| BRIEF |
Reproduce this listing in full.

| THE DATA |
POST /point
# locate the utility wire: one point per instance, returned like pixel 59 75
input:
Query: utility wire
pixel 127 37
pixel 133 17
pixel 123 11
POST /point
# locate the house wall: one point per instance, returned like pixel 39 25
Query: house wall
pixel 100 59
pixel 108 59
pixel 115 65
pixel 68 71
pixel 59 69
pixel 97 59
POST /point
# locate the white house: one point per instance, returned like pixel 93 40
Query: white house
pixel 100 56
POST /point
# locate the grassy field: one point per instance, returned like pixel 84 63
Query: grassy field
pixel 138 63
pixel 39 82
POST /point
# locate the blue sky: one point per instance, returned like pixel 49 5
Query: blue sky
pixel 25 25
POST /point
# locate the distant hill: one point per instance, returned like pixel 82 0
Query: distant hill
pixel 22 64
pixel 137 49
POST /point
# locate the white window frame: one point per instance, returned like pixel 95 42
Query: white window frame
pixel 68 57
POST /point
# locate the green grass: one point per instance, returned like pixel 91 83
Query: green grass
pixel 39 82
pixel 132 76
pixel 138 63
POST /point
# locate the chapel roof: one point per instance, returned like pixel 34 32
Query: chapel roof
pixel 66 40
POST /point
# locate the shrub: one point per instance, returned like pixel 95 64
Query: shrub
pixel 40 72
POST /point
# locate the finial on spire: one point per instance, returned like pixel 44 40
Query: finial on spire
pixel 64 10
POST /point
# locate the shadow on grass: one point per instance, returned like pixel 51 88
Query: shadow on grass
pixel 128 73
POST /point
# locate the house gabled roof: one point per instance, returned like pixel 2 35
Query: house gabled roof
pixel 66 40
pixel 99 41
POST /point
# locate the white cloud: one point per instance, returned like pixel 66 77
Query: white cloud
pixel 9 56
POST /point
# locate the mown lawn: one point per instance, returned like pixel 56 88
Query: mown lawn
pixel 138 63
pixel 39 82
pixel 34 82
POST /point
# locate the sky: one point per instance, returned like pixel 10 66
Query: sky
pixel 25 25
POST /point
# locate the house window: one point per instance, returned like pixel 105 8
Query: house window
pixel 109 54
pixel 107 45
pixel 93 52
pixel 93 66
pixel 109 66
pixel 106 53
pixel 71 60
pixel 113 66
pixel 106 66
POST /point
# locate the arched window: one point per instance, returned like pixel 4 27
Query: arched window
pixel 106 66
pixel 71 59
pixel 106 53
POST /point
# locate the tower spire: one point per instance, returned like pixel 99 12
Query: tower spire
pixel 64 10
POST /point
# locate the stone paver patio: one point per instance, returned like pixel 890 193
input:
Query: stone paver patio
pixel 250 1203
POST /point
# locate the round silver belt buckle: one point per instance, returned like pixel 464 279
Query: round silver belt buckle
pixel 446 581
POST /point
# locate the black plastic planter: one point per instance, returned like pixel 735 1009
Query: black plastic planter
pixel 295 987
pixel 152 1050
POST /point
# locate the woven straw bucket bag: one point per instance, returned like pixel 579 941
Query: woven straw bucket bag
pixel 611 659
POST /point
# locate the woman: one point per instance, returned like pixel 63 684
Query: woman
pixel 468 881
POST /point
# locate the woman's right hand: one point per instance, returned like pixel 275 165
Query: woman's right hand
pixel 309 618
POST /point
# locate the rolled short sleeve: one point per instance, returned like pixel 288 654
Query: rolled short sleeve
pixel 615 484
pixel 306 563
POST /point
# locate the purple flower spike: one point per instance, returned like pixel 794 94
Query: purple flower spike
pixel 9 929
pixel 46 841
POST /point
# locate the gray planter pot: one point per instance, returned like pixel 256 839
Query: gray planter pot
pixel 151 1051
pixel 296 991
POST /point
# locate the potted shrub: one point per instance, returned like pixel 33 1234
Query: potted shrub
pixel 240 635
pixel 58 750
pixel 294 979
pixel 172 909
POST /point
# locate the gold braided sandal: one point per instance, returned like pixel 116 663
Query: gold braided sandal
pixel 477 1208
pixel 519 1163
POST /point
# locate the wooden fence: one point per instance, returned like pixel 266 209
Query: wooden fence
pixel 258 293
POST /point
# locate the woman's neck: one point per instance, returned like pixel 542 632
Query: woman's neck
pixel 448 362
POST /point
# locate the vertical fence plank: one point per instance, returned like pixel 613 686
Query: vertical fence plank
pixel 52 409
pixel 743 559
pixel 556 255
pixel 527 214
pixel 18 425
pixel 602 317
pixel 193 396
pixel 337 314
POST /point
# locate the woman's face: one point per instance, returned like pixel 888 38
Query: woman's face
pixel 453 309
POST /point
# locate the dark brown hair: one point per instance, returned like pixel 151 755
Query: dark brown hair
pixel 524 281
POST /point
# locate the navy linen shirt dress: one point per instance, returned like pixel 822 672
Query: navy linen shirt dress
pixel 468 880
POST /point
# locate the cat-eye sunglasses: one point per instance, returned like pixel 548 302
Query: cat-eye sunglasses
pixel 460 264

| ANSWER FOR THE TASK |
POST /point
# locate the utility wire: one point per instance, returned like pixel 59 75
input:
Query: utility wire
pixel 127 37
pixel 133 17
pixel 123 11
POST /point
# locate the house wall: one point per instance, returned like pixel 39 25
Query: house wall
pixel 100 59
pixel 108 59
pixel 115 65
pixel 68 71
pixel 59 69
pixel 97 59
POST /point
# locate the white house: one point per instance, returned like pixel 93 40
Query: white house
pixel 100 56
POST /point
# locate the grassy field: one point per instance, returned like pixel 84 63
Query: grassy field
pixel 138 63
pixel 39 82
POST /point
# locate the blue sky: one point per instance, returned like pixel 49 5
Query: blue sky
pixel 25 25
POST /point
# locate the distant hill: one point per instance, returned like pixel 82 0
Query: distant hill
pixel 22 64
pixel 137 49
POST /point
# locate the white window frame: one point per instance, returned like pixel 95 42
Query: white window frame
pixel 68 57
POST /point
# locate the green grass: one point per instance, returned like pixel 91 83
Query: green grass
pixel 39 82
pixel 132 76
pixel 138 63
POST /point
# locate the chapel roof: one point per instance, returned like pixel 34 32
Query: chapel roof
pixel 66 40
POST /point
# locate the shrub: one point per instance, returned like pixel 95 64
Query: shrub
pixel 40 72
POST /point
# locate the finial on spire: one point per instance, returned like pixel 44 40
Query: finial on spire
pixel 64 10
POST /point
# locate the shadow on grass: one point per instance, returned like pixel 51 88
Query: shadow on grass
pixel 128 73
POST /point
# locate the house gabled roof: one point per instance, returned like pixel 2 35
Query: house gabled roof
pixel 66 40
pixel 99 41
POST /point
# locate the white cloud: one point per instance, returned like pixel 66 77
Query: white cloud
pixel 9 56
POST /point
# locate the mown lawn: one point per instance, returned like pixel 56 88
Query: mown lawn
pixel 138 63
pixel 39 82
pixel 34 82
POST /point
# locate the sky: one point per instance, returned like pixel 10 66
Query: sky
pixel 25 25
POST /point
# locate the house window: one point per instance, returned like pixel 105 8
Query: house window
pixel 109 54
pixel 107 45
pixel 93 52
pixel 93 66
pixel 109 66
pixel 106 53
pixel 71 60
pixel 113 66
pixel 106 66
POST /point
# locate the arched window: one point per instance, returned like pixel 4 27
Query: arched window
pixel 106 66
pixel 71 59
pixel 106 53
POST /point
# locate the tower spire: one point per instance, returned like pixel 99 12
Query: tower spire
pixel 64 10
POST /point
# locate the stone paver patio: one point per instance, returned like pixel 890 193
input:
Query: stone paver patio
pixel 250 1203
POST /point
# locate the round silver belt buckle: one point per instance, returned like pixel 464 279
Query: round silver belt buckle
pixel 446 581
POST /point
# locate the black plastic planter: one point per instance, returned like pixel 735 1009
Query: black plastic planter
pixel 295 987
pixel 152 1050
POST /point
# locate the woven straw bucket bag: one point per instance, returned like pixel 579 941
Query: woven straw bucket bag
pixel 611 659
POST /point
# locate the woman: one point per instance, returned like pixel 63 684
Query: woman
pixel 468 881
POST /point
# locate the woman's right hand: one point per instance, returned like pixel 275 165
Query: woman's right hand
pixel 309 618
POST /point
# locate the rolled short sleeve: one point per instance, returned like pixel 288 654
Query: rolled short sleeve
pixel 615 484
pixel 306 563
POST /point
# locate the purple flower spike: one point per instance, returned like pixel 794 94
Query: purple flower spike
pixel 9 929
pixel 46 841
POST /point
# locate the gray planter pot: one point per instance, returned like pixel 256 839
Query: gray planter pot
pixel 151 1051
pixel 296 991
POST /point
# locate the potted shrub: one point per instance, returned like pixel 33 1234
Query: potted shrub
pixel 240 635
pixel 58 750
pixel 294 979
pixel 172 909
POST /point
# locate the gold braided sandal: one point per instance, returned like pixel 116 663
Query: gold braided sandal
pixel 477 1208
pixel 519 1163
POST /point
# locate the wooden fence: one point per instance, returned like pixel 266 209
Query: wooden fence
pixel 258 293
POST /point
# locate the woman's neck: one point per instance, returned like pixel 542 632
Query: woman's neck
pixel 448 362
POST /point
# locate the vertical fence plank: one point per instance, returned like pixel 613 686
Query: vertical fence plank
pixel 52 409
pixel 743 559
pixel 556 255
pixel 527 214
pixel 18 425
pixel 602 317
pixel 193 396
pixel 337 314
POST /point
# locate the woman's face: one point per instance, returned like pixel 888 38
Query: woman's face
pixel 453 309
POST /point
# locate the dark brown hair: one point per instance, returned like pixel 151 755
Query: dark brown hair
pixel 524 281
POST /point
# locate the navy linen shirt dress: one point per instance, returned like pixel 822 672
Query: navy linen shirt dress
pixel 468 880
POST /point
# locate the cat-eye sunglasses: one point per instance, returned like pixel 548 302
Query: cat-eye sunglasses
pixel 460 264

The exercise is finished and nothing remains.